== DATA RECORDS ==
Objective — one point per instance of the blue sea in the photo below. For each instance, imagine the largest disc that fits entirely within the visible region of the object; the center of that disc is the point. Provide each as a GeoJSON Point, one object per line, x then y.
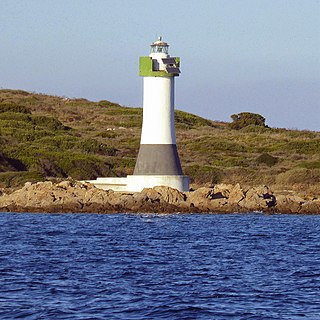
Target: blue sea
{"type": "Point", "coordinates": [151, 266]}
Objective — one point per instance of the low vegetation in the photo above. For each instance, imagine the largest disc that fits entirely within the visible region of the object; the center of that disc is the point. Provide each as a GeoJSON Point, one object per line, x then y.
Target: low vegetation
{"type": "Point", "coordinates": [49, 137]}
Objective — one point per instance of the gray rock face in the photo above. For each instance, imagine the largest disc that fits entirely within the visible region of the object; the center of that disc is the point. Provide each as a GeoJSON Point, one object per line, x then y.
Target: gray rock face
{"type": "Point", "coordinates": [67, 196]}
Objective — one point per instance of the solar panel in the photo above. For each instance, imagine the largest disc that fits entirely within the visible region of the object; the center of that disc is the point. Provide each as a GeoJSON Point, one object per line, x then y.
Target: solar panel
{"type": "Point", "coordinates": [169, 60]}
{"type": "Point", "coordinates": [170, 69]}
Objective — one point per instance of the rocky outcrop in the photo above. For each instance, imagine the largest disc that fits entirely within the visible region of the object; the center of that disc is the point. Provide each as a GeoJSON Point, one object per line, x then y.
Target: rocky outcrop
{"type": "Point", "coordinates": [70, 196]}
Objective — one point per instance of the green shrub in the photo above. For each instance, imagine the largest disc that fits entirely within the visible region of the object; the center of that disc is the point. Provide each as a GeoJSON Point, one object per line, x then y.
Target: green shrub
{"type": "Point", "coordinates": [267, 159]}
{"type": "Point", "coordinates": [304, 146]}
{"type": "Point", "coordinates": [203, 174]}
{"type": "Point", "coordinates": [310, 164]}
{"type": "Point", "coordinates": [49, 123]}
{"type": "Point", "coordinates": [107, 134]}
{"type": "Point", "coordinates": [13, 107]}
{"type": "Point", "coordinates": [190, 120]}
{"type": "Point", "coordinates": [18, 179]}
{"type": "Point", "coordinates": [15, 116]}
{"type": "Point", "coordinates": [245, 119]}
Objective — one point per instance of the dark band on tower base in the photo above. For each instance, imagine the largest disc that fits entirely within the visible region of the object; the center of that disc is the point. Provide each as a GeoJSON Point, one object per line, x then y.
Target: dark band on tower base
{"type": "Point", "coordinates": [158, 159]}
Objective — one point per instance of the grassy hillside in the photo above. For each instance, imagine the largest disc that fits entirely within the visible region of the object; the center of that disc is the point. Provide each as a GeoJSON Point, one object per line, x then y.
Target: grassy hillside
{"type": "Point", "coordinates": [45, 136]}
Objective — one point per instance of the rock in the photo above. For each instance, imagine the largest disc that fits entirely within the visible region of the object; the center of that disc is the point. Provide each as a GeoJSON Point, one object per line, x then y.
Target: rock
{"type": "Point", "coordinates": [224, 189]}
{"type": "Point", "coordinates": [311, 207]}
{"type": "Point", "coordinates": [236, 195]}
{"type": "Point", "coordinates": [258, 199]}
{"type": "Point", "coordinates": [289, 203]}
{"type": "Point", "coordinates": [68, 196]}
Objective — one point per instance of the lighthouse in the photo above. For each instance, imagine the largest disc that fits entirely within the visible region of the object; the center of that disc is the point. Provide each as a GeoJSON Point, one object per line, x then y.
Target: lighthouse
{"type": "Point", "coordinates": [158, 160]}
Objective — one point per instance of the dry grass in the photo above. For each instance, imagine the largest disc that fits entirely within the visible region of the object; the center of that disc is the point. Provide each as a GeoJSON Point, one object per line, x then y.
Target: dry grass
{"type": "Point", "coordinates": [210, 152]}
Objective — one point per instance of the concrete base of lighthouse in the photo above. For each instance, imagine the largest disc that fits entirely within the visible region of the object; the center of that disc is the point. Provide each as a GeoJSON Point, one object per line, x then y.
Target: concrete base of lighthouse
{"type": "Point", "coordinates": [136, 183]}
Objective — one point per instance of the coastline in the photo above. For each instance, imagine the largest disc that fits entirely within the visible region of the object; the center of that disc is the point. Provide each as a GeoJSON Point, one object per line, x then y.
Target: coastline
{"type": "Point", "coordinates": [76, 197]}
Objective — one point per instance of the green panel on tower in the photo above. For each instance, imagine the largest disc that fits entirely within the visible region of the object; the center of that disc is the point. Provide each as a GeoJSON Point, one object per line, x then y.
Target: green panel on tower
{"type": "Point", "coordinates": [146, 68]}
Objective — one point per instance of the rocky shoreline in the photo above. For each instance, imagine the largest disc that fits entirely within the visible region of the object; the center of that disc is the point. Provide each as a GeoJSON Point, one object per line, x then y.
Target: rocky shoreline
{"type": "Point", "coordinates": [76, 197]}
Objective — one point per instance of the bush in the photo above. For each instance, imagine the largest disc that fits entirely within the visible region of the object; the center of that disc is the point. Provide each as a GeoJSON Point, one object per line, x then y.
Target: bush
{"type": "Point", "coordinates": [267, 159]}
{"type": "Point", "coordinates": [18, 179]}
{"type": "Point", "coordinates": [203, 174]}
{"type": "Point", "coordinates": [49, 123]}
{"type": "Point", "coordinates": [190, 120]}
{"type": "Point", "coordinates": [13, 107]}
{"type": "Point", "coordinates": [245, 119]}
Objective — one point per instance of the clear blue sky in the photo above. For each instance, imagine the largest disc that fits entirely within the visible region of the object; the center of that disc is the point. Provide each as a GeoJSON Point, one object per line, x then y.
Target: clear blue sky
{"type": "Point", "coordinates": [260, 56]}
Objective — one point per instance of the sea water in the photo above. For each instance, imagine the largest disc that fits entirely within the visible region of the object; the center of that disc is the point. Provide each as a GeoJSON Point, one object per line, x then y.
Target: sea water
{"type": "Point", "coordinates": [151, 266]}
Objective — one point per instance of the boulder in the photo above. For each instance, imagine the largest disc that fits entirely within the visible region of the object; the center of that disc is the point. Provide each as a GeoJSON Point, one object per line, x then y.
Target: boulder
{"type": "Point", "coordinates": [258, 199]}
{"type": "Point", "coordinates": [311, 207]}
{"type": "Point", "coordinates": [289, 203]}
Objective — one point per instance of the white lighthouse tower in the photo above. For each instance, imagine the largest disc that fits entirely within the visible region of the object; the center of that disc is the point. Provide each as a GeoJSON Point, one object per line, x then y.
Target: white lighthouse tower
{"type": "Point", "coordinates": [158, 161]}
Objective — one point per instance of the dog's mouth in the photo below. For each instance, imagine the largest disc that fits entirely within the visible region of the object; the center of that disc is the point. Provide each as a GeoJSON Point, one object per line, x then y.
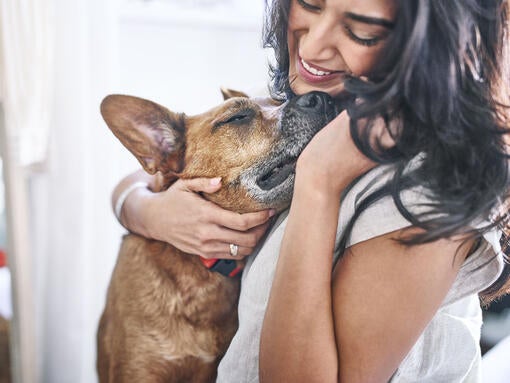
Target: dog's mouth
{"type": "Point", "coordinates": [277, 174]}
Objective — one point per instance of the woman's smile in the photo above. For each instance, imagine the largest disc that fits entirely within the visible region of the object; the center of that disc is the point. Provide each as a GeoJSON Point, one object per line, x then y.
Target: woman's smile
{"type": "Point", "coordinates": [315, 74]}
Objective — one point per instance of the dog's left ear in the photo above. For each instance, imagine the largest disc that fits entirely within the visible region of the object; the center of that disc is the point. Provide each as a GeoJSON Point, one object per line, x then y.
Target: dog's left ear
{"type": "Point", "coordinates": [151, 132]}
{"type": "Point", "coordinates": [229, 93]}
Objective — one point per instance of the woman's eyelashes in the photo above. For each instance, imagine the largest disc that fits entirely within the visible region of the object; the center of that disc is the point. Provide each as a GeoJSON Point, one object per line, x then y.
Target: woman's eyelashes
{"type": "Point", "coordinates": [362, 40]}
{"type": "Point", "coordinates": [308, 6]}
{"type": "Point", "coordinates": [365, 41]}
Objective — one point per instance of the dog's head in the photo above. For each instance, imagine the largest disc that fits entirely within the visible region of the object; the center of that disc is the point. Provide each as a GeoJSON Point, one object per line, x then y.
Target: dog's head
{"type": "Point", "coordinates": [252, 144]}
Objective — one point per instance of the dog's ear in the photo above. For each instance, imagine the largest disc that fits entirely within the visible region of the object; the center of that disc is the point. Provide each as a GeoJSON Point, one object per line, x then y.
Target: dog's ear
{"type": "Point", "coordinates": [229, 93]}
{"type": "Point", "coordinates": [150, 131]}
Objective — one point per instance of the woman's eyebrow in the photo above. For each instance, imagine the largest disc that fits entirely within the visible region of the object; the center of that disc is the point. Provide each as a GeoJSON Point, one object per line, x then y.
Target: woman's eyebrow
{"type": "Point", "coordinates": [370, 20]}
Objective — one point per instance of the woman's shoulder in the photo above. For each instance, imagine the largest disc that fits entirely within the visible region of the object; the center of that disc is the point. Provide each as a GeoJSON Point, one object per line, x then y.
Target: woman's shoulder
{"type": "Point", "coordinates": [481, 268]}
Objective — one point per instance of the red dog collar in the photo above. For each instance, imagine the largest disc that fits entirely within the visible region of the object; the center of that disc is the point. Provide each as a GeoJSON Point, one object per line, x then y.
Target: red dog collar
{"type": "Point", "coordinates": [225, 267]}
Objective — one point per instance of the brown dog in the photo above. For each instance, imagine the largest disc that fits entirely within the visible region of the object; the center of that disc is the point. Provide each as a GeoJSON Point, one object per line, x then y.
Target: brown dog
{"type": "Point", "coordinates": [167, 317]}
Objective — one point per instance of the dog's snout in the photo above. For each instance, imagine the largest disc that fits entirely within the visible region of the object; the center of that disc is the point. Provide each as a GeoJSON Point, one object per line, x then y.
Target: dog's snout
{"type": "Point", "coordinates": [314, 102]}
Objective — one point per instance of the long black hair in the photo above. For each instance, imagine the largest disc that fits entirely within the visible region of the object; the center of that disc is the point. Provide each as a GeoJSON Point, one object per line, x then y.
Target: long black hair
{"type": "Point", "coordinates": [442, 86]}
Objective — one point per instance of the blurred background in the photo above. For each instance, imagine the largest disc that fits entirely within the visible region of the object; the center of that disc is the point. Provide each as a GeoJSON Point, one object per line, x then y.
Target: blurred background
{"type": "Point", "coordinates": [59, 58]}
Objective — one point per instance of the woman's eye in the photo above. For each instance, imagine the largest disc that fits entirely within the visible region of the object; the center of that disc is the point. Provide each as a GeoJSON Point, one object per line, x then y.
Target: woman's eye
{"type": "Point", "coordinates": [308, 6]}
{"type": "Point", "coordinates": [362, 40]}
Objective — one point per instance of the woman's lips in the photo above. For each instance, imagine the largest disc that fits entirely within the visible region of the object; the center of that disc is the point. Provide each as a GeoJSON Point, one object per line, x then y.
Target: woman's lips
{"type": "Point", "coordinates": [313, 74]}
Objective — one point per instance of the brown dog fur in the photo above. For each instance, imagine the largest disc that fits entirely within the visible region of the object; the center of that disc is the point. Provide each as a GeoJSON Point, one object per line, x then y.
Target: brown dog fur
{"type": "Point", "coordinates": [167, 318]}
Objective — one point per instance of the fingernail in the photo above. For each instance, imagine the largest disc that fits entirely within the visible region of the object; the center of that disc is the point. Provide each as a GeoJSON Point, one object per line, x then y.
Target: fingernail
{"type": "Point", "coordinates": [215, 181]}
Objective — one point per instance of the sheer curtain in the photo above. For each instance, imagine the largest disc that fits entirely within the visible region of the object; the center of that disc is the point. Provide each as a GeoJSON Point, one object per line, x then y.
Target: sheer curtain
{"type": "Point", "coordinates": [26, 37]}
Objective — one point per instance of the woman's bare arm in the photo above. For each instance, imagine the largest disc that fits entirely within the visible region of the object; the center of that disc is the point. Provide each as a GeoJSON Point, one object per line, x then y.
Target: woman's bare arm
{"type": "Point", "coordinates": [357, 324]}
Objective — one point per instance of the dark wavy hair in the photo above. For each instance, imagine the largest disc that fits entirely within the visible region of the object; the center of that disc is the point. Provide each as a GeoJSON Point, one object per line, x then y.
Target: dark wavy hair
{"type": "Point", "coordinates": [442, 85]}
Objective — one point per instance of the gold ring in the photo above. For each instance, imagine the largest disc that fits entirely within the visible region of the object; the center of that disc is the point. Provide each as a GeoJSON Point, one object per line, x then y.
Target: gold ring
{"type": "Point", "coordinates": [233, 250]}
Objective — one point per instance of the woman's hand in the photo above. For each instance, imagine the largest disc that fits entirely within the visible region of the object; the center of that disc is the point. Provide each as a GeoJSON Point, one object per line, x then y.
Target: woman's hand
{"type": "Point", "coordinates": [194, 225]}
{"type": "Point", "coordinates": [331, 161]}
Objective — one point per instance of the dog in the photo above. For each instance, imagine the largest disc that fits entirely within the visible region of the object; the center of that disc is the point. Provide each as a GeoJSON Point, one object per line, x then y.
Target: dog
{"type": "Point", "coordinates": [167, 317]}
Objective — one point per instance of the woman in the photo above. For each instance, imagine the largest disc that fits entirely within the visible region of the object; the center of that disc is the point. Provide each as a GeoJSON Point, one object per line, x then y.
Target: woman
{"type": "Point", "coordinates": [415, 167]}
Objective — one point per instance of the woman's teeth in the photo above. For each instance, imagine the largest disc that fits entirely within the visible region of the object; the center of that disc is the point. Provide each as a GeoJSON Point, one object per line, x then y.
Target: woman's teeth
{"type": "Point", "coordinates": [312, 70]}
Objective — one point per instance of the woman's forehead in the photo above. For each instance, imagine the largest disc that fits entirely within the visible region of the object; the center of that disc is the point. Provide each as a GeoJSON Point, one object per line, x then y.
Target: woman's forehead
{"type": "Point", "coordinates": [371, 8]}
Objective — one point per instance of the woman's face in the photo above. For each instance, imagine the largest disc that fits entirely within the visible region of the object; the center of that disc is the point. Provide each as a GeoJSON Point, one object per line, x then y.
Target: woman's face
{"type": "Point", "coordinates": [330, 39]}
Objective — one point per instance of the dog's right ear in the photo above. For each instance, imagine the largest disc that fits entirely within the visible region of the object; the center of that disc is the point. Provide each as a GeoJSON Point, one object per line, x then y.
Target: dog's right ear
{"type": "Point", "coordinates": [229, 93]}
{"type": "Point", "coordinates": [151, 132]}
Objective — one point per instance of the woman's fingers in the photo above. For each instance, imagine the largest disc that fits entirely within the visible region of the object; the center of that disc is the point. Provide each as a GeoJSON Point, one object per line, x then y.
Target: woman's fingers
{"type": "Point", "coordinates": [197, 226]}
{"type": "Point", "coordinates": [246, 242]}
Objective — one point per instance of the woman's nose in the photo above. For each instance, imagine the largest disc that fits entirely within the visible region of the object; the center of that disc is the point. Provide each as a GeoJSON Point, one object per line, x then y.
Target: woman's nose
{"type": "Point", "coordinates": [320, 42]}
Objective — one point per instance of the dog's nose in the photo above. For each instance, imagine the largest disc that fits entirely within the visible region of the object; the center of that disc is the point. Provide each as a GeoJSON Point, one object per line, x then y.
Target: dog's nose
{"type": "Point", "coordinates": [315, 102]}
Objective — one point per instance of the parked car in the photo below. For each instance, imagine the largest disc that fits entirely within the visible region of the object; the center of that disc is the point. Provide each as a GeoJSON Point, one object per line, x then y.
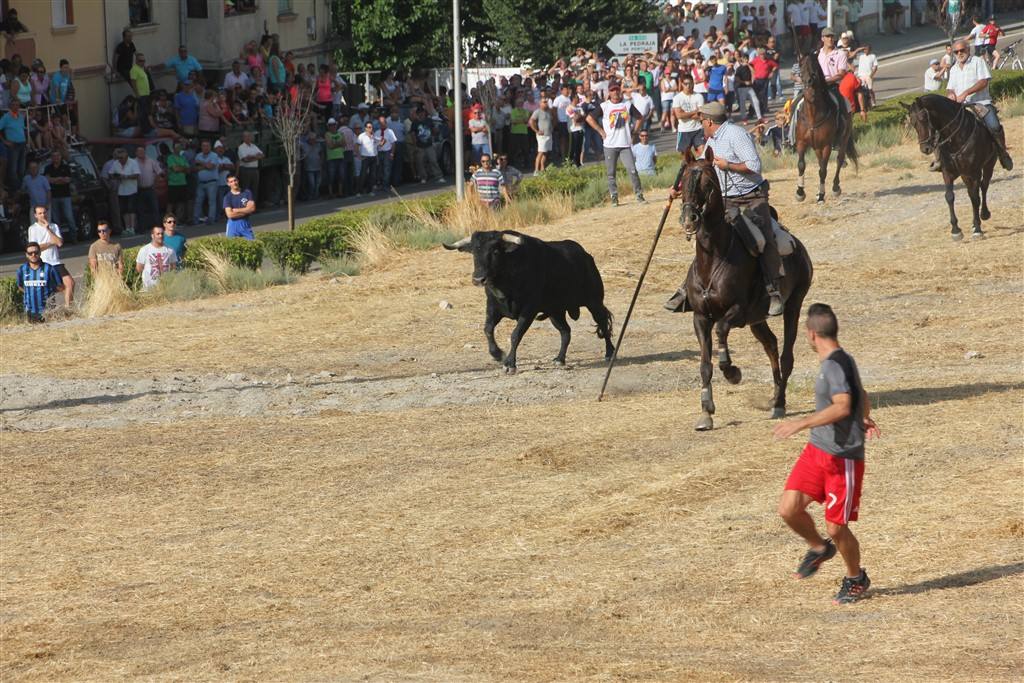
===
* TASK *
Lines of the material in which the word "below" occurs are to be copied out.

* TASK ANSWER *
Objective — one point per instance of the blue sea in the photo below. For each instance, imagine the largest disc that fits entirely within the visible region of the object; the center of that disc is the point. Provide each as a GeoJSON Point, one object per line, x then y.
Objective — one point per instance of the dog's mouth in the photo below. For each instance, imagine the largest disc that fits entirely within the visible region of the object; the center of that disc is the point. Provide each as a GeoJSON Point, one object per line, x then y.
Objective — one point per instance of the parked car in the photo below. For each instance, imagine the largest disc that fits entirely within the visible region of the object; the center of that disc is the point. Provide each as a GeoJSON Point, one object per line, x then y.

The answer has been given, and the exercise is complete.